---------- RECORDS FOR THE EXERCISE ----------

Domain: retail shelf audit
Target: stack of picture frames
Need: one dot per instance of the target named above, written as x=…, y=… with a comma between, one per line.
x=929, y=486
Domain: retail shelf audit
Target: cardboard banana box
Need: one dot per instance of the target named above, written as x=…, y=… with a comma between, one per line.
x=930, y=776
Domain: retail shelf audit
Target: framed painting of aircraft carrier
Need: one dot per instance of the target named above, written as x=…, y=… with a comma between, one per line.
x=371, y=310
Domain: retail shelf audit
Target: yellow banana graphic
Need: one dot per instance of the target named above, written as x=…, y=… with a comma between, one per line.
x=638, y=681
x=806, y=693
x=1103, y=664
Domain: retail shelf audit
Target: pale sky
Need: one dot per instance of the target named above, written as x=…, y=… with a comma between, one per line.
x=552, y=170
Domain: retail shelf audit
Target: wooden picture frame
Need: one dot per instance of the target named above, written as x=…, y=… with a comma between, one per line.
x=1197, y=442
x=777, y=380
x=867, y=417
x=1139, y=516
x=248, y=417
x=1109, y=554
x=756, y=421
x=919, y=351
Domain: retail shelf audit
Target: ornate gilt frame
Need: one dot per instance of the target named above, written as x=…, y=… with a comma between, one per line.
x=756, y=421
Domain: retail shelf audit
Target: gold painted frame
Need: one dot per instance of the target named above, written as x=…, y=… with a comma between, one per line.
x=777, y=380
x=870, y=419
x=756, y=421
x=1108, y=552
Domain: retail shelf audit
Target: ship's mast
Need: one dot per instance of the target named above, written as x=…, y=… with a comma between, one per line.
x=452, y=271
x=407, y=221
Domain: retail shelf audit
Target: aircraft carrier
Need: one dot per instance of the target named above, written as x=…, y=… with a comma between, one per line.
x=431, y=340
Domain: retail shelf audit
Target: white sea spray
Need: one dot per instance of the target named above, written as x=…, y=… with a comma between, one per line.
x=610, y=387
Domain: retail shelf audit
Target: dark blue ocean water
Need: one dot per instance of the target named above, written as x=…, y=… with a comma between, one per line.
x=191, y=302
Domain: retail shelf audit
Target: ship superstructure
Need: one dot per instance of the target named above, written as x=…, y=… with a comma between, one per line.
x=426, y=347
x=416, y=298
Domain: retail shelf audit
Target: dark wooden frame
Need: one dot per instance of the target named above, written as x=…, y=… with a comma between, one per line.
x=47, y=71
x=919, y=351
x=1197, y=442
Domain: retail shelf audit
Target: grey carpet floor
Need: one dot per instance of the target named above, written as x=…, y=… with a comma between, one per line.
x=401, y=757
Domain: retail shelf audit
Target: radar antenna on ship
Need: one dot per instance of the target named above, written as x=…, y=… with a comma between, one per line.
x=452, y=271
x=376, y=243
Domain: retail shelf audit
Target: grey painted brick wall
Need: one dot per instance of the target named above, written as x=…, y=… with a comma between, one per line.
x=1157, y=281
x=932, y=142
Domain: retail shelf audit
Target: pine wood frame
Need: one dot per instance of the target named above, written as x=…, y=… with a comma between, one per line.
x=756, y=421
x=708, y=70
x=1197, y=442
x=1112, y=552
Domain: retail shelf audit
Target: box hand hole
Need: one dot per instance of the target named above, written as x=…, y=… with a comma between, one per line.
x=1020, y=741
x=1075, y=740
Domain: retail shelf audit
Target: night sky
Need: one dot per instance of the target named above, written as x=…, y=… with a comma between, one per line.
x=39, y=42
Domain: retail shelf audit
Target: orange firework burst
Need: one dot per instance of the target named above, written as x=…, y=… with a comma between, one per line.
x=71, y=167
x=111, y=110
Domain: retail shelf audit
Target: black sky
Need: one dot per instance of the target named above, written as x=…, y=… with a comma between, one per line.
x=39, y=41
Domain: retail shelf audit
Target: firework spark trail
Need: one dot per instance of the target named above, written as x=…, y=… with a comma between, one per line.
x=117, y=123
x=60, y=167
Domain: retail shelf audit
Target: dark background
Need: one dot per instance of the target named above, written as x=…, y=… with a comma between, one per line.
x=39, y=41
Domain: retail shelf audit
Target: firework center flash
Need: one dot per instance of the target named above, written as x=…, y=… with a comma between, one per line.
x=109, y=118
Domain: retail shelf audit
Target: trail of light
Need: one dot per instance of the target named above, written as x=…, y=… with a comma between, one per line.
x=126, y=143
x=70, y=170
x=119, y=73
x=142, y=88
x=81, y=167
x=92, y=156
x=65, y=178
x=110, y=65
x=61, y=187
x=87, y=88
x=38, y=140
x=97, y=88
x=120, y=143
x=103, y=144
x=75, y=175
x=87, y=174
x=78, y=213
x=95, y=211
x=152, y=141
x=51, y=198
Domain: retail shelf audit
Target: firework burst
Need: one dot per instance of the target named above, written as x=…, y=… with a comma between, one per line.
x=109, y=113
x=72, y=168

----------

◆ **REQUIRED ACTION**
What you should output is every line of the records above, from the first through the line containing "Target: framed painting of aircraft carrier", unchanged.

◆ **OUTPUT**
Domain: retail shelf audit
Target: stack of picture frames
Need: one dot per instance of the target named above, written as x=…, y=… with a comma between, one per line.
x=929, y=486
Domain: retail shelf audit
Target: cardboard banana box
Need: one dot per instance of the target named above, written as x=…, y=… with a comma between, one per line.
x=930, y=776
Domain: retail shelf audit
Target: framed painting of aircraft carrier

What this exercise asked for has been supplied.